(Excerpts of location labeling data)
════

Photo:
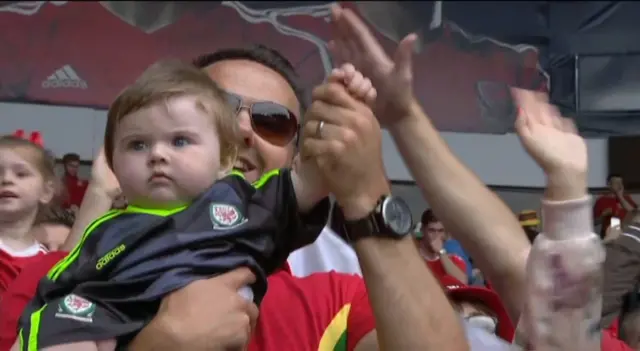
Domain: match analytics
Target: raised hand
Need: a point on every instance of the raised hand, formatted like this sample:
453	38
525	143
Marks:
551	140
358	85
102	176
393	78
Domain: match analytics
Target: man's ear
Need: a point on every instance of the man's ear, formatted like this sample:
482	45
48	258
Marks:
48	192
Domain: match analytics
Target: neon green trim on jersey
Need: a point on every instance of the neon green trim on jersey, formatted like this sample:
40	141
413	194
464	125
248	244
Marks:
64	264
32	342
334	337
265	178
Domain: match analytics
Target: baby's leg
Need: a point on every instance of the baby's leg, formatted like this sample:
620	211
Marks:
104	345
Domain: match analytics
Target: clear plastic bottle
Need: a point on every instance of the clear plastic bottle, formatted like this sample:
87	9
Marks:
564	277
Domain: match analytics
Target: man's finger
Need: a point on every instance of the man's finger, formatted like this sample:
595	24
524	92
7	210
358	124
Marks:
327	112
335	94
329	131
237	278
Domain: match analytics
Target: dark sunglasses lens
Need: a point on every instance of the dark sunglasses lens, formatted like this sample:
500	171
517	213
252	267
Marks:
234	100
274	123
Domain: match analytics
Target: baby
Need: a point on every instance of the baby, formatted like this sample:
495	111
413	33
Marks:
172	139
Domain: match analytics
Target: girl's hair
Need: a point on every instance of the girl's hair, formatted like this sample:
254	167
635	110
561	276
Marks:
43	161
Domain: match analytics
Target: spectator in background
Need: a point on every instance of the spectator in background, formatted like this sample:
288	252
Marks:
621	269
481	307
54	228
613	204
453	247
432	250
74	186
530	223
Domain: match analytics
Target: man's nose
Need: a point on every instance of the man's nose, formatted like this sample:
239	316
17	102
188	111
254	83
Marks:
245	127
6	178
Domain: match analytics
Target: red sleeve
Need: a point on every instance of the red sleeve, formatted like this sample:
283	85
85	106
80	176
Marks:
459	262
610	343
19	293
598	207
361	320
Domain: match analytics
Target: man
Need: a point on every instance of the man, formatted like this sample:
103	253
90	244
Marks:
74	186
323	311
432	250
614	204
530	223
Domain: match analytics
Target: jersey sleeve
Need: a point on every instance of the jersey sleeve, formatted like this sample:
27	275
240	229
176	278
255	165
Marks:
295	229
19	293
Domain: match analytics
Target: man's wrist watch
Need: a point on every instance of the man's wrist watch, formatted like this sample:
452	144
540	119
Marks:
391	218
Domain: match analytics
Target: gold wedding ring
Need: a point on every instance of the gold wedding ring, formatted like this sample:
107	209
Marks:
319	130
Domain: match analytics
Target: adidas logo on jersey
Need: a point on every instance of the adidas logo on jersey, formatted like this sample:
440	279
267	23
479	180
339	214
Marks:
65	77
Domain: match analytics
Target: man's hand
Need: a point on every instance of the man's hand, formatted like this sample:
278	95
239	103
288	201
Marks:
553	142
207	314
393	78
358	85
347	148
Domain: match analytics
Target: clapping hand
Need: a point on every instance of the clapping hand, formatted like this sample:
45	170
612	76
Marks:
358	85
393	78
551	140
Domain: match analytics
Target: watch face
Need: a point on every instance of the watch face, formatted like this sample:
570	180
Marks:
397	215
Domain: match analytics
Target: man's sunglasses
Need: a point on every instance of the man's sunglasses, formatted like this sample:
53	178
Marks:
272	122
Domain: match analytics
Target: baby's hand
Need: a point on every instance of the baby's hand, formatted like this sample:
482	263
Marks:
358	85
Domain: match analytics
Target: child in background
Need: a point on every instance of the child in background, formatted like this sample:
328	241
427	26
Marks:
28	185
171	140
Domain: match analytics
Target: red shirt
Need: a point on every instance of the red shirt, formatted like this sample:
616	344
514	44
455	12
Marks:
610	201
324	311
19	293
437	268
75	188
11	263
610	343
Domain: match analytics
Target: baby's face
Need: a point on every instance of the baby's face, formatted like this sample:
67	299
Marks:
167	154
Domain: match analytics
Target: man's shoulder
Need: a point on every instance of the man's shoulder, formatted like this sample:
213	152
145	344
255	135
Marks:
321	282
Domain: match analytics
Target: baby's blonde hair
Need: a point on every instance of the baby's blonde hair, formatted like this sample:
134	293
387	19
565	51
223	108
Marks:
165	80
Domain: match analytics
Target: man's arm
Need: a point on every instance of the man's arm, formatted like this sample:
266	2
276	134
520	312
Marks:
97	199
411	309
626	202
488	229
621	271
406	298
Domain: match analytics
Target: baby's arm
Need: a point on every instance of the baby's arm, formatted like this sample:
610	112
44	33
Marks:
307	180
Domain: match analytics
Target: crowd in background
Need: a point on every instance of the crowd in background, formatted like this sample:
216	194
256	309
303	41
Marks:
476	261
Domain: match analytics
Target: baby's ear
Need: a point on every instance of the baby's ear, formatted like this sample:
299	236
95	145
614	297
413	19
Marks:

════

### Your task:
Copy every line of the data exactly as written, excluding the pictures.

### Reply:
Photo:
Domain: match analytics
Target: raised hand
Need: a point on every instance of the raised hand, formatted like this sample:
453	38
525	143
Marks:
551	140
358	85
102	176
393	78
Domain: match analytics
Target: man's ear
Need: a point on every instance of the man's ear, formatted like this sample:
482	45
48	258
Marks:
48	192
Domain: match analytics
Target: neon green trim on jersey
Need: a point on every instance of the neon green trim on jersey, formatted like this sample:
40	141
413	194
464	125
248	244
Marks:
64	264
32	342
334	337
265	178
Domain: match analytics
Target: baby's leg
Need: a point on every instance of the baby's leg, formatted like this sample:
620	211
Marks:
104	345
Domain: match analytics
Target: clear plastic bottle
Need: a point on every instance of the clear plastic bottle, formatted like this sample:
87	9
Marks:
564	277
Domain: match analytics
Target: man's finger
Need: a point on every instance of the man's finger, formatted like this sample:
595	24
524	92
7	210
358	124
Marks:
327	112
335	94
329	131
237	278
Domain: match analytics
Target: dark sunglasses lens
Need: a point on every instance of the dark sunglasses lens, formatted like this sample:
500	171
517	213
252	267
Marks:
234	100
274	123
Domain: match analytics
Target: baby
Need: a point on every instance of the baby, formatted like this sample:
495	111
413	33
Marks:
172	139
Domain: match analytics
Target: girl's hair
Need: a point on every instance of the girl's hair, formatted like this sample:
254	167
635	110
561	276
Marks:
43	161
Domain: match analytics
Target: spectator in background
Need: a point on every instance of the spectator in background, formatted like this sample:
288	252
Marks:
621	269
481	307
54	228
613	204
453	247
432	250
74	186
530	223
Domain: match analytics
Target: man's nose
Need: a point on every instance of the man's nose, formatted like this sample:
239	316
17	102
188	111
254	83
Marks:
245	127
6	178
Domain: match analytics
Target: red sleeve
Need: a point on every instance of the red sleeve, formatted like this sample:
283	85
85	106
80	176
Marks:
459	262
610	343
19	293
598	207
361	320
Domain: match analytics
Target: man
Need: a point on every instance of the man, formatted like this sample:
103	253
90	244
Marks:
74	186
323	311
432	250
614	204
530	223
Domain: match analytics
Target: jersey sleeve
Need: a point on every instance of the jersey sleeve, formatted like this sample:
27	275
240	229
176	278
255	165
Marks:
295	229
19	293
Domain: match analytics
Target: man's wrist watch
Need: a point on every instance of the man's wrist watch, formatted like this sample:
452	144
540	119
Marks:
391	218
Domain: match analytics
Target: gold wedding ring
Need: a point on every instance of the gold wedding ring, formatted like this sample:
107	209
Marks:
319	130
Domain: match analytics
Target: adidas logo on jersey
Need: a point on every instance of the adidas logo on jersey, formatted like this sample:
440	279
267	23
479	180
339	214
Marks:
65	77
Domain: match analytics
Target: man's hand
Need: a point on every instance of the man's hand, formatted like this sample:
278	95
239	103
288	201
Marks:
553	142
207	314
393	78
358	85
347	148
Domain: match analytics
Target: clapping hand
Need: a point on every instance of the clapping hand, formatted like this sample:
45	170
612	76
Marks:
358	85
393	78
551	140
Domain: match analytics
Target: watch face
Need: a point on every instance of the watch face, formatted like this sample:
570	180
Marks:
397	215
Domain: match analytics
Target: man's sunglasses
Need: a point on every instance of the man's sunglasses, formatted like this sample:
53	178
Marks:
272	122
Domain: match analytics
Target: baby's hand
Need: a point on every instance of the baby's hand, formatted like this sample:
482	263
Marks:
358	85
Domain: match analytics
Target: child in background
Need: a point on every instance of the child in background, formatted like this sample:
328	241
427	26
Marks:
28	185
171	140
Domain: match analytics
Target: red shirt
Need: a point on every instance of the red shirt, formatted like this sample:
616	344
514	44
455	12
Marks:
610	201
324	311
19	293
437	268
75	188
11	263
610	343
Domain: match analytics
Target: baby's face
Need: a point on every instance of the baby's face, formatted like this sample:
67	299
Marks:
167	154
Domain: match analytics
Target: man's shoulder
Need: a point on every instance of the man's shoulder, formatted like this sample:
213	152
145	344
255	135
Marks:
321	282
Domain: match analytics
Target: baby's blonde hair
Need: a point on every instance of the baby's blonde hair, formatted like this sample:
134	293
387	19
565	51
223	108
Marks:
165	80
Domain: match analytics
Target: man's arm
Need: a point on every instance of the man's arm, formatted like this sample:
266	2
276	134
520	312
Marks:
97	199
411	309
626	202
488	229
621	271
406	298
Domain: match analytics
Target: baby's arm
Need: a point on every instance of the baby's arm, formatted like this sample:
610	112
44	33
Marks:
307	180
Domain: match analytics
Target: crowd in background
Need: a point on every instance of the crowd in background, formatted like this sample:
216	194
256	309
303	41
Marks:
476	261
Domain: match analytics
Target: baby's ear
Need: a point on every instance of the baby's ear, formatted like this sample:
299	236
95	145
614	297
413	19
Marks:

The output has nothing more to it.